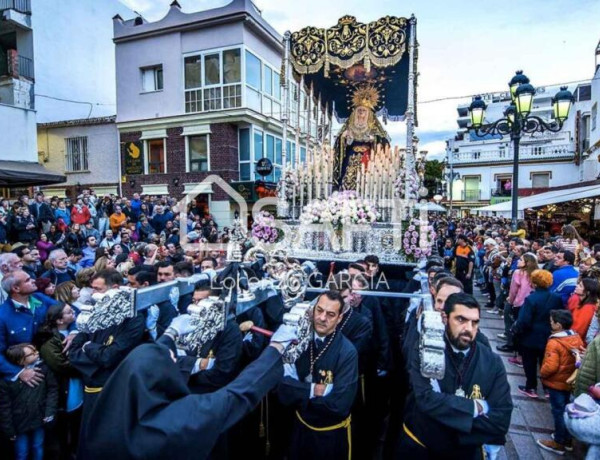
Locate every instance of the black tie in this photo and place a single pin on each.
(458, 358)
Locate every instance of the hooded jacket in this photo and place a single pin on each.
(559, 362)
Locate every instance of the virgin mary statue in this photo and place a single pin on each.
(358, 138)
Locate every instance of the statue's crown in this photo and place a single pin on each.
(365, 96)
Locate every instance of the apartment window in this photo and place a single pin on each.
(245, 163)
(155, 157)
(198, 153)
(213, 81)
(540, 180)
(253, 81)
(152, 78)
(77, 154)
(193, 72)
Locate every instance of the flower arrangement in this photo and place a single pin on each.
(264, 229)
(341, 208)
(413, 185)
(417, 240)
(291, 184)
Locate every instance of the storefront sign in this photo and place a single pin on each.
(264, 167)
(134, 158)
(245, 189)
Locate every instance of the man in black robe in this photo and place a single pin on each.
(471, 406)
(147, 411)
(321, 387)
(112, 331)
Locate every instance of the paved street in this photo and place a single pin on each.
(531, 419)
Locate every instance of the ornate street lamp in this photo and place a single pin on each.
(518, 120)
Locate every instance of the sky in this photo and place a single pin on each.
(465, 48)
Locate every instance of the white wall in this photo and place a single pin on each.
(21, 144)
(74, 57)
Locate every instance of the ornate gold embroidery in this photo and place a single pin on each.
(476, 393)
(381, 43)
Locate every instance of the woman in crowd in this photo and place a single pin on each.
(63, 213)
(49, 339)
(45, 286)
(26, 228)
(83, 281)
(583, 305)
(532, 327)
(67, 293)
(520, 288)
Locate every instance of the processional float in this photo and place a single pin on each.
(345, 197)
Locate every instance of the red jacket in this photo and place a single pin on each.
(559, 362)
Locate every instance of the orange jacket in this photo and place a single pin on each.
(559, 362)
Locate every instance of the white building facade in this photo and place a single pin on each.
(56, 63)
(76, 148)
(483, 166)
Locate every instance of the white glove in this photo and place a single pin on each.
(285, 335)
(289, 370)
(182, 324)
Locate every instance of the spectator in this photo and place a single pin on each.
(565, 276)
(44, 247)
(41, 212)
(583, 305)
(25, 410)
(558, 365)
(532, 327)
(117, 220)
(80, 214)
(22, 312)
(60, 272)
(26, 227)
(62, 213)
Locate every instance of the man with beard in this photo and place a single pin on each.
(471, 406)
(320, 387)
(113, 329)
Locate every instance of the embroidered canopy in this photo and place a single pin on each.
(350, 55)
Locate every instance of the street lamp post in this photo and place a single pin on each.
(450, 177)
(518, 120)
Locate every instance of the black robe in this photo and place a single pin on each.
(358, 330)
(226, 348)
(107, 348)
(158, 418)
(341, 359)
(443, 422)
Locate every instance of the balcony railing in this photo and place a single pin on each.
(470, 195)
(26, 67)
(22, 6)
(500, 192)
(546, 152)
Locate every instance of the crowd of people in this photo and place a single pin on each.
(149, 384)
(547, 290)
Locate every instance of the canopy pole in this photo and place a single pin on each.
(282, 203)
(409, 163)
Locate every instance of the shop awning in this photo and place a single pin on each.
(546, 198)
(27, 173)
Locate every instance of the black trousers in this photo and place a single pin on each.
(532, 359)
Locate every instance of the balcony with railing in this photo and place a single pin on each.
(22, 6)
(470, 195)
(526, 153)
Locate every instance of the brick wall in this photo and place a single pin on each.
(223, 161)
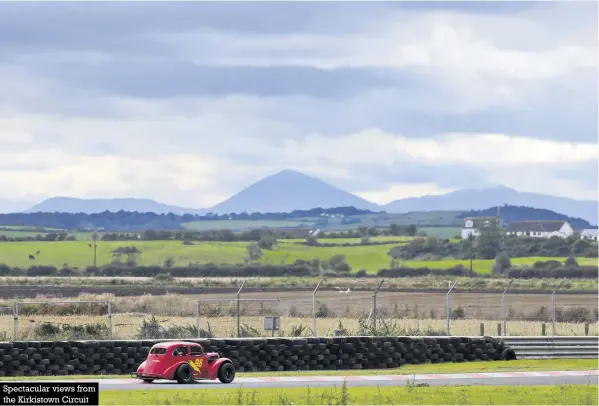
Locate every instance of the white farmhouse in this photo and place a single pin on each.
(589, 234)
(541, 228)
(473, 225)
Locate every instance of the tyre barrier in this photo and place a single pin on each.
(35, 358)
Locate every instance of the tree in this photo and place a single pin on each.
(311, 241)
(254, 252)
(571, 261)
(412, 230)
(337, 263)
(502, 263)
(267, 242)
(488, 243)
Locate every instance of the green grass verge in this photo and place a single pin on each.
(79, 254)
(402, 395)
(443, 368)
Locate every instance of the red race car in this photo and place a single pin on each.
(184, 362)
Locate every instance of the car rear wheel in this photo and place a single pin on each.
(184, 374)
(226, 373)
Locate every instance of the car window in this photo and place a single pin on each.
(195, 350)
(180, 351)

> [WHAT YOU ARE ASKED TO DO] Rewrite the data from the line containing "Locate every instance of the street" through the end, changing "shop awning" to "store awning" and keeping everything else the same. Omit the pictures from your answer.

> [ANSWER]
Locate every instance of the street lamp post in this photo and place a single pin on each.
(450, 177)
(518, 120)
Locate every instance of the black robe in this photo and place a single pin on each.
(358, 330)
(226, 348)
(107, 348)
(158, 418)
(341, 359)
(443, 422)
Locate every instance of the balcony railing in this photo and place a single pin on each.
(470, 195)
(26, 67)
(22, 6)
(500, 192)
(546, 152)
Locate every instance of the crowd of people in this photo and place a single pin on each.
(149, 384)
(547, 290)
Locate every instance of the canopy pole in this photo and place a single pin on each.
(282, 203)
(409, 163)
Locate every instance of the store awning in this photo and place a single pin on each.
(546, 198)
(27, 173)
Locate every instance of the black trousers in this photo and place a single pin on each.
(532, 359)
Locate every instance of the balcony with railing in this photo and place a single pin on each.
(22, 6)
(470, 195)
(526, 153)
Locate every instance of the brick wall in this photo and place a single pin on each.
(223, 161)
Locate every instance of the white farmhouse in this photo and place a single pin on each.
(589, 234)
(541, 228)
(473, 225)
Locate every instance of the tyre barrier in this photo and place a single pin on each.
(35, 358)
Locate every instance of the tree in this photo and place a single pin on each.
(311, 241)
(254, 252)
(571, 261)
(412, 230)
(337, 263)
(502, 263)
(267, 242)
(488, 243)
Locate every instance of the green grass verge in this photo and place a single pin on each.
(79, 254)
(402, 395)
(443, 368)
Locate every instance of the red race car in this photo and place a single pin on each.
(184, 362)
Locate every instance of the car rear wheel in this photo and place a single pin on each.
(184, 374)
(226, 373)
Locate every instance of the car window in this photo and place a single pin on each.
(195, 350)
(180, 351)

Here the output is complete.